▸ Document section:
____________

Originally posted by Lucid Lunacy
Originally posted by theknuckler
Bottom line is he cheated, and the things he took were not for anything related to his cancer treatment, obviously. I am glad they caught the fraud, and maybe someday that sport will be cleaned up but I doubt it.
He cheated but I wonder how much of an advantage it really have him considering the notion most probably cheat. I dunno..
Originally posted by kyviecaldges
reply to post by deadeyedick
All the more reason to legalize performance enhancing drugs, and to speak on the same issue...
All drugs.
Our war on drugs is actually a ridiculous war on some drugs, and it is totally ineffective.
The fact that one day he is remembered as a hero and another day a cheat is absurd.
He came back from cancer.
At best, the PEDS put him on the same level as anyone else.
Make it all legal and let consenting adults make adult freaking decisions.edit on 23/8/2012 by kyviecaldges because: (no reason given)
Originally posted by deadeyedick
The only thing ever found in his urine was something that the body produces naturally.
Originally posted by SLAYER69
Originally posted by deadeyedick
The only thing ever found in his urine was something that the body produces naturally.
It doesn't help the overwhelming baseless condemnation if you post facts. This is a witch hunt. No need to drag in variable evidence to the contrary to repute unfounded claims!
sheesh.....edit on 24-8-2012 by SLAYER69 because: (no reason given)
Originally posted by kyviecaldges
reply to post by deadeyedick
All the more reason to legalize performance enhancing drugs,
Originally posted by Wrabbit2000
reply to post by jiggerj
In the quest for 100%, total and absolute equality in every imaginable sense, your point about the natural testosterone makes sense.
Where would that end though and why go there is my point of curiosity? How many traits make up each person which can be looked at, picked apart and determined to be "A Factor" in fair play? It just seems to me that by the time that played out to it's logical conclusions, we'd end up with a society so medically and genetically segregated in sports and elsewhere...we'd wonder what ever happened?
Seems to me none of this mattered before they were able to see how bodies worked and surely people had imbalances like this before now.....life went on and sports seemed to have worked out. lol.. Drugs/doping aside, it seems our medical genius can create a world of nightmares as easily as miracles if not kept in check.

____________

Saved entries:
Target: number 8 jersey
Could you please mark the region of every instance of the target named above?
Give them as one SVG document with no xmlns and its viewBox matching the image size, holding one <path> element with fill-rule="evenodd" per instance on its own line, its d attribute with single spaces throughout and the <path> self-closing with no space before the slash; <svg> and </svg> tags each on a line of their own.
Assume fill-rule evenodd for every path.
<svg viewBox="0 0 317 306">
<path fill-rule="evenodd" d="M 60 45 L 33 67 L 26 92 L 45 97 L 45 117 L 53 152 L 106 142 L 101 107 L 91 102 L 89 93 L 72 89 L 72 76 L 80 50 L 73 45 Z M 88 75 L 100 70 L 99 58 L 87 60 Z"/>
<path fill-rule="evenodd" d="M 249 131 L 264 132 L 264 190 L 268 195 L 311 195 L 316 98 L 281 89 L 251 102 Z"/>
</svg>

____________

Reproduce the forum thread word for word from "He cheated but" up to and including "back from cancer.". Work from the forum thread alone, without drawing on any outside source.

▸ Solution to this exercise:
He cheated but I wonder how much of an advantage it really have him considering the notion most probably cheat. I dunno..
Originally posted by kyviecaldges
reply to post by deadeyedick
All the more reason to legalize performance enhancing drugs, and to speak on the same issue...
All drugs.
Our war on drugs is actually a ridiculous war on some drugs, and it is totally ineffective.
The fact that one day he is remembered as a hero and another day a cheat is absurd.
He came back from cancer.